Aim of the exercise:
Everything from the line containing "Target: rolled-up sleeve" down to the last line of the entries below must be transcribed exactly, and nothing else.

Records supplied:
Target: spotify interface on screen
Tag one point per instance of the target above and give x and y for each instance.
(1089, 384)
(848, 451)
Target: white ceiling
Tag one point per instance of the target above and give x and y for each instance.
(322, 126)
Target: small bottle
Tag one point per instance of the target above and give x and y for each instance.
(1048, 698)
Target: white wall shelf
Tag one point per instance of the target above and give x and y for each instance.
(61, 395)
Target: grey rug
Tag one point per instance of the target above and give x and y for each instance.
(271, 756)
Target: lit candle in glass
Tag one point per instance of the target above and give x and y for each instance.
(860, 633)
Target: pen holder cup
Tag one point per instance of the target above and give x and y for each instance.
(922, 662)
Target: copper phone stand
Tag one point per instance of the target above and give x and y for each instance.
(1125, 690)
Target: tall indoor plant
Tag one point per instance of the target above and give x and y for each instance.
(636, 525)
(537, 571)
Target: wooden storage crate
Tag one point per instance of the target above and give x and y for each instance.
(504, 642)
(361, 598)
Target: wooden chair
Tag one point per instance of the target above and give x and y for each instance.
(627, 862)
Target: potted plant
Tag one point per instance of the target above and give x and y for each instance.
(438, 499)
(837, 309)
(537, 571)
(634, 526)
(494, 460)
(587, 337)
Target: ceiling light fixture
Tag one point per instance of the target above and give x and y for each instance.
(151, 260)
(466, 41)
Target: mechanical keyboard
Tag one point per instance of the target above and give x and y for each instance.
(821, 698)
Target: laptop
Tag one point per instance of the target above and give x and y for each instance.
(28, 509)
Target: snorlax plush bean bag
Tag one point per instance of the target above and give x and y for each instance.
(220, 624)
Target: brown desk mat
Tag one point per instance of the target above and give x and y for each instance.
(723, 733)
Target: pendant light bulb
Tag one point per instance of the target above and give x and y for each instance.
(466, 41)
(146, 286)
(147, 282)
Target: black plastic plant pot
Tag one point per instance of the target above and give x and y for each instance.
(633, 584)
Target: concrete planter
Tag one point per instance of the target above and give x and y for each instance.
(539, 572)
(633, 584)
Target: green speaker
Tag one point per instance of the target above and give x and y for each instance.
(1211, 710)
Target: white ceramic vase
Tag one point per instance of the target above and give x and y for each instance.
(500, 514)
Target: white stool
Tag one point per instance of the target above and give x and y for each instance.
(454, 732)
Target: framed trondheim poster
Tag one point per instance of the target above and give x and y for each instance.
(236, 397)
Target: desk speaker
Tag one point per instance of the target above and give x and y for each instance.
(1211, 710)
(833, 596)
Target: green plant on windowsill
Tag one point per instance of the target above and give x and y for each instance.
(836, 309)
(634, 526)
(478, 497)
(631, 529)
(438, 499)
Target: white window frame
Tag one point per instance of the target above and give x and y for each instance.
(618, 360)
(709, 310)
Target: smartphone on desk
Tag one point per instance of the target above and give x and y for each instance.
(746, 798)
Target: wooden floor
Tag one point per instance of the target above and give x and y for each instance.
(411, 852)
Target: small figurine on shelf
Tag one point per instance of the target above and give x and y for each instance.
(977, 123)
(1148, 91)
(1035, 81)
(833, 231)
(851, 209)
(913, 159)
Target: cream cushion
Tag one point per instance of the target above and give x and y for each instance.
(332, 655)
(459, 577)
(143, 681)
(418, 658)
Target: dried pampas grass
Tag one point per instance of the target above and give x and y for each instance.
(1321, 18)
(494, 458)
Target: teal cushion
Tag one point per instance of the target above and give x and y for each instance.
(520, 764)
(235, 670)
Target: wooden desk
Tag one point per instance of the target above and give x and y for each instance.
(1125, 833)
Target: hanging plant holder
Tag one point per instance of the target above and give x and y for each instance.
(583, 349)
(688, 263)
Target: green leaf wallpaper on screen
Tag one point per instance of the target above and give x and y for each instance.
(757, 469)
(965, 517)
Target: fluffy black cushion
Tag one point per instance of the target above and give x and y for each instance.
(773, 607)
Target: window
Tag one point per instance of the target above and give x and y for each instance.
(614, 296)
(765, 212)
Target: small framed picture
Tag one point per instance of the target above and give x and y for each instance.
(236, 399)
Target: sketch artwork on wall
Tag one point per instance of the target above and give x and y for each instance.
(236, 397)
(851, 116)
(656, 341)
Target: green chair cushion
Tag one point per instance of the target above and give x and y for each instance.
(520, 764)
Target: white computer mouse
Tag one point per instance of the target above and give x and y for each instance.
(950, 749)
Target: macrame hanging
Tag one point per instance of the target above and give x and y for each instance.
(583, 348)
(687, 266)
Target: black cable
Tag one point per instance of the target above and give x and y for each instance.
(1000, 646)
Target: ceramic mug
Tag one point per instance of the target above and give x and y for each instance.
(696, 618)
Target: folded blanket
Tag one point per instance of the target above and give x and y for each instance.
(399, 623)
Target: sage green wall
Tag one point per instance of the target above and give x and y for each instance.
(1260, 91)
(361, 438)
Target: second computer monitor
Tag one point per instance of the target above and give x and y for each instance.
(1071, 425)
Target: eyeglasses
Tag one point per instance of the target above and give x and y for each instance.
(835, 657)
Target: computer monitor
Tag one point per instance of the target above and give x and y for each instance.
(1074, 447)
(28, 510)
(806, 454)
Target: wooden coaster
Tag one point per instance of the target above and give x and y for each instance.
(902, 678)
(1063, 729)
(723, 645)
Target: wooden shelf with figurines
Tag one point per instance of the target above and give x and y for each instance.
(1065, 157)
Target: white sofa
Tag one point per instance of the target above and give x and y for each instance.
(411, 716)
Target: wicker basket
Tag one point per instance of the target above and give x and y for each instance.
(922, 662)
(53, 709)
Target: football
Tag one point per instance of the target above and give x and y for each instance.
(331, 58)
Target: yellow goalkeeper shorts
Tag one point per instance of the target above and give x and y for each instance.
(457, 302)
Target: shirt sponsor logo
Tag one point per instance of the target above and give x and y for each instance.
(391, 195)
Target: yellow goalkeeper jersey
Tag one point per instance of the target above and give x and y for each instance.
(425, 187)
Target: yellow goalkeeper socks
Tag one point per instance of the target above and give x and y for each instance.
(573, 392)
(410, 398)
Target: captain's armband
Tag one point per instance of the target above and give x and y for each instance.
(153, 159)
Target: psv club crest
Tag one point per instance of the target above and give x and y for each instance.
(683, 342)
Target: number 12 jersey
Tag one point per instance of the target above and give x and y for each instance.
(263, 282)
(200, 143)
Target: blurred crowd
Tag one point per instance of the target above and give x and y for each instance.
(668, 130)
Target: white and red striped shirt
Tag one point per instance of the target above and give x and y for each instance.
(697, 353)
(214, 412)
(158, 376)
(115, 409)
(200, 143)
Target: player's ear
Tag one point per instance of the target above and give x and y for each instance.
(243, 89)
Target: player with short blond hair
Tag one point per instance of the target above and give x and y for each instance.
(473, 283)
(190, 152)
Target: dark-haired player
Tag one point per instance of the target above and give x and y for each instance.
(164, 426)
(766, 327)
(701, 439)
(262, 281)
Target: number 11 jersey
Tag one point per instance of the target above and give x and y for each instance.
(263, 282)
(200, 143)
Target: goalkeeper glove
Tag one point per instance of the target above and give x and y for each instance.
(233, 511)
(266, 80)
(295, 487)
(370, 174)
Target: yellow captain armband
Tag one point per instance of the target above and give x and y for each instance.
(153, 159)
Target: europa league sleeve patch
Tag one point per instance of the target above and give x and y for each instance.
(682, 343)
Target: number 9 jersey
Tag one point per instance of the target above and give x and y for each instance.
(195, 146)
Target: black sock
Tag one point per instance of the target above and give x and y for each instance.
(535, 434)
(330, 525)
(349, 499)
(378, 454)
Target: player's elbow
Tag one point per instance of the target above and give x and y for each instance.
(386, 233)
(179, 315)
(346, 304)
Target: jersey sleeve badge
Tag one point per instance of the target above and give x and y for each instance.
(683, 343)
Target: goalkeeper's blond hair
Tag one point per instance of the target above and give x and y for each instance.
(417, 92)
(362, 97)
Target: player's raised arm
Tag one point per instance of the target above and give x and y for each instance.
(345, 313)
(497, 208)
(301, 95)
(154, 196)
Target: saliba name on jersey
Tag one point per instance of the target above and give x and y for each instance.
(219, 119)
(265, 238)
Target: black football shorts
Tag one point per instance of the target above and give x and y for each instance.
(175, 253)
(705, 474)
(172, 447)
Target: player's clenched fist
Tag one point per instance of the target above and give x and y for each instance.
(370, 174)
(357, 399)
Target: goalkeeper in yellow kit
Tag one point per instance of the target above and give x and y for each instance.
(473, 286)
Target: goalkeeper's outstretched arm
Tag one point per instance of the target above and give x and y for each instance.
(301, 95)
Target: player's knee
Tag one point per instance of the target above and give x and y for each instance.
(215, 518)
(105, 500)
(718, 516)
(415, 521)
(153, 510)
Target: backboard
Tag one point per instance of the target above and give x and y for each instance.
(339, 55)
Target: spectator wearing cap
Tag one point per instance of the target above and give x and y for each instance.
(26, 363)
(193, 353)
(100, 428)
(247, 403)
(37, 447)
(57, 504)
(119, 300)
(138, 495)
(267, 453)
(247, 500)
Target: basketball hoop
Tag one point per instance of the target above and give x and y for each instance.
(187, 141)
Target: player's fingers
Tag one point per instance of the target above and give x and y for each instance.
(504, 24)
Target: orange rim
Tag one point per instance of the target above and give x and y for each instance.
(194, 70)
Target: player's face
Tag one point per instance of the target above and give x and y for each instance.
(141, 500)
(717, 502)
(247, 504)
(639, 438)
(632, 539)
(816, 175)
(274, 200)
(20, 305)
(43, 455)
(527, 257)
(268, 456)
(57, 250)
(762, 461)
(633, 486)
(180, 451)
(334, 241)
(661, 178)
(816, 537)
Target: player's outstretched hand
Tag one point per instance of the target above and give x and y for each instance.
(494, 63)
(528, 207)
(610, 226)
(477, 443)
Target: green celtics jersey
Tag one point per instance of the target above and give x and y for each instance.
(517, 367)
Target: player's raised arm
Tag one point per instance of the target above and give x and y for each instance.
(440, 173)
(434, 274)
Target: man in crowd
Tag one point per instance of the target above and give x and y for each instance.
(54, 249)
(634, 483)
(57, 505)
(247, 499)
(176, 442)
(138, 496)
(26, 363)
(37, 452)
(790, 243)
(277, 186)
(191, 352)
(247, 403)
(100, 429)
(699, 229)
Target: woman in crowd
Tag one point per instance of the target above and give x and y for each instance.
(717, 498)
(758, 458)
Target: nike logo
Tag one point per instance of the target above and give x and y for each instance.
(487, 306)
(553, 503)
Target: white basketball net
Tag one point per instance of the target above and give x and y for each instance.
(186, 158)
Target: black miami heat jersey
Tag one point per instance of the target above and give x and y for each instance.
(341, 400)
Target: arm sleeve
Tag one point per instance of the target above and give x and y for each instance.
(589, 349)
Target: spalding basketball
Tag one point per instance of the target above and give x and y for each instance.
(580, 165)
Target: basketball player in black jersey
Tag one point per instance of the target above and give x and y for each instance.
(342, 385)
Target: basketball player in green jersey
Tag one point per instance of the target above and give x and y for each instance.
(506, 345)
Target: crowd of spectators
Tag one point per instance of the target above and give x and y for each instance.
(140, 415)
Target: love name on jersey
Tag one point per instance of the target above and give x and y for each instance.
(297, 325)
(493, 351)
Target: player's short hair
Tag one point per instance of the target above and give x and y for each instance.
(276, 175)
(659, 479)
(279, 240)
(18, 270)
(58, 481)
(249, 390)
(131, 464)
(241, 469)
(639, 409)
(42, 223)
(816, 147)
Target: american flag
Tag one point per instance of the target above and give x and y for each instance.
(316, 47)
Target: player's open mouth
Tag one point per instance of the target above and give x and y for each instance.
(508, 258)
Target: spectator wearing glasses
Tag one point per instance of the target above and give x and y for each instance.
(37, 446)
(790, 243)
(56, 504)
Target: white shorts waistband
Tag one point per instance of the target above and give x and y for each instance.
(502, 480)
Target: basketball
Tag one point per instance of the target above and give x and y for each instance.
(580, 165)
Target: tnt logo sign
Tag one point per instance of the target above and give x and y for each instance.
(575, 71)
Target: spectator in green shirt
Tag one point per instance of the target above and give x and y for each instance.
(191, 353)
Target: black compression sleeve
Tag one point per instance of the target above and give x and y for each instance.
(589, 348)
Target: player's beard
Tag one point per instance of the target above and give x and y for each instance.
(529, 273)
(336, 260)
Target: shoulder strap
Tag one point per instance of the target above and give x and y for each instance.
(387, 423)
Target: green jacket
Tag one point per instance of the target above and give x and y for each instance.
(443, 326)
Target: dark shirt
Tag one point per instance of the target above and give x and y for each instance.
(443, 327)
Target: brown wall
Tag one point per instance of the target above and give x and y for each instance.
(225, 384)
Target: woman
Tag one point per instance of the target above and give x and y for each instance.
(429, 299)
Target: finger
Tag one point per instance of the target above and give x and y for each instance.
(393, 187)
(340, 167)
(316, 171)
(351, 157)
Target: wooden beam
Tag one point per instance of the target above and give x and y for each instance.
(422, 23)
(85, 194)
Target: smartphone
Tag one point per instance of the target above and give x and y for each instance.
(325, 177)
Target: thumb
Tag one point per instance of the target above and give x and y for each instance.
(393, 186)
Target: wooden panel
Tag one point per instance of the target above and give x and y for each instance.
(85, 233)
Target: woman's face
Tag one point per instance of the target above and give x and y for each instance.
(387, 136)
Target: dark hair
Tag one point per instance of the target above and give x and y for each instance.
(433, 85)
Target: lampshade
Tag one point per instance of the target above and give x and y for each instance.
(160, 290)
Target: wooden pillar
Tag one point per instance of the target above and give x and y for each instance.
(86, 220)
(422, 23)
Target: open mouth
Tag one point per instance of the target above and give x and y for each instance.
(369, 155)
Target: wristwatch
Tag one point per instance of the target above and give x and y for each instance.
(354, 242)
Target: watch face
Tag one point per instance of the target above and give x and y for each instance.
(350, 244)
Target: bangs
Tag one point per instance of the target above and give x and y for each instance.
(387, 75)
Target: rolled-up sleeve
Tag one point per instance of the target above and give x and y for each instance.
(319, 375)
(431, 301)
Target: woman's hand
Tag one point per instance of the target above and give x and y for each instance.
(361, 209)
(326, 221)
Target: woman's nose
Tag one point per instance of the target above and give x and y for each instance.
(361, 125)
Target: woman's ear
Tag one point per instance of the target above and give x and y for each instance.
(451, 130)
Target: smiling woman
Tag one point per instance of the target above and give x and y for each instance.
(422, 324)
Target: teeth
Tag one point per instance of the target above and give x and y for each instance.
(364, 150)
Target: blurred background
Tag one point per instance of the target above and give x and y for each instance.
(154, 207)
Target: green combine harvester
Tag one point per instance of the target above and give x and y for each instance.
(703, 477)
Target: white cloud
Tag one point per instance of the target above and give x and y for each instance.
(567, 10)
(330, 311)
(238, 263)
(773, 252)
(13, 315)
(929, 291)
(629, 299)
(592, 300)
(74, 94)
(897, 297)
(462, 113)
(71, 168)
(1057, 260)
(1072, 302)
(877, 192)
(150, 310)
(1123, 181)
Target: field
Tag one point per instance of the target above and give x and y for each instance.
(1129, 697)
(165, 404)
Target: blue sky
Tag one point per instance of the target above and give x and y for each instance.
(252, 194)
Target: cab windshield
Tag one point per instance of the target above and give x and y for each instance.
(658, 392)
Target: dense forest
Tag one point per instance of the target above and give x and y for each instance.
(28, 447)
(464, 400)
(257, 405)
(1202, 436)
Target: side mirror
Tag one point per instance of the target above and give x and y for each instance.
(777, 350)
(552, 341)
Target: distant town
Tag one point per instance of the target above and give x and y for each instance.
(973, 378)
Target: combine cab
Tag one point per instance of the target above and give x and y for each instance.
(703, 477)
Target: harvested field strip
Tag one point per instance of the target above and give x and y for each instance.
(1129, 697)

Expected answer:
Target: rolled-up sleeve
Tag one point per instance of the target above and give x and y for each instance.
(319, 375)
(431, 301)
Target: woman's hand
Tag one point per instance of the target above and give x and y for each instance.
(361, 209)
(326, 221)
Target: woman's nose
Tag one point per instance of the target above and give x and y for each instance.
(361, 125)
Target: woman's ear
Tag one point per instance of the target above and give x and y for each instance.
(451, 130)
Target: smiling woman
Tag one point per instance of the target above and give x and y for each instance.
(422, 324)
Target: teeth
Tag one point per instance of the target above and give x and y for each instance.
(364, 150)
Target: blurred background
Tag one point per instance of the target above and give x and y for each instance.
(154, 207)
Target: green combine harvester
Tag one point per instance of the target above and give x and y for each instance.
(703, 477)
Target: white cloud
Tag one point per instance of the target above and give x and y for each instance.
(567, 10)
(330, 311)
(238, 263)
(773, 252)
(13, 315)
(929, 291)
(629, 299)
(592, 300)
(74, 94)
(897, 297)
(462, 113)
(71, 168)
(1057, 260)
(1072, 302)
(877, 192)
(150, 310)
(1123, 181)
Target: field
Tag one point per instance of the target above and give x and y for each instance.
(1129, 697)
(165, 404)
Target: blue sky
Tag one point per instance of the target above and give x and y for each instance.
(252, 194)
Target: cab windshield
Tag one point per instance of the target above and give x and y for each instance.
(658, 392)
Target: dense forest
Tag one point per instance of the target above and give x and y for each instance.
(28, 447)
(464, 400)
(257, 405)
(1202, 436)
Target: side mirror
Tag one point per instance of the target above and give x and y for each instance.
(777, 350)
(552, 341)
Target: distant town
Tag one point per instance of the target above and give x and y for each instance.
(973, 378)
Target: combine cab
Tag one point per instance of the target above and give x and y for each instance.
(703, 477)
Target: harvested field strip
Tag one point per instance of the target above and give x and y for each instance.
(1129, 697)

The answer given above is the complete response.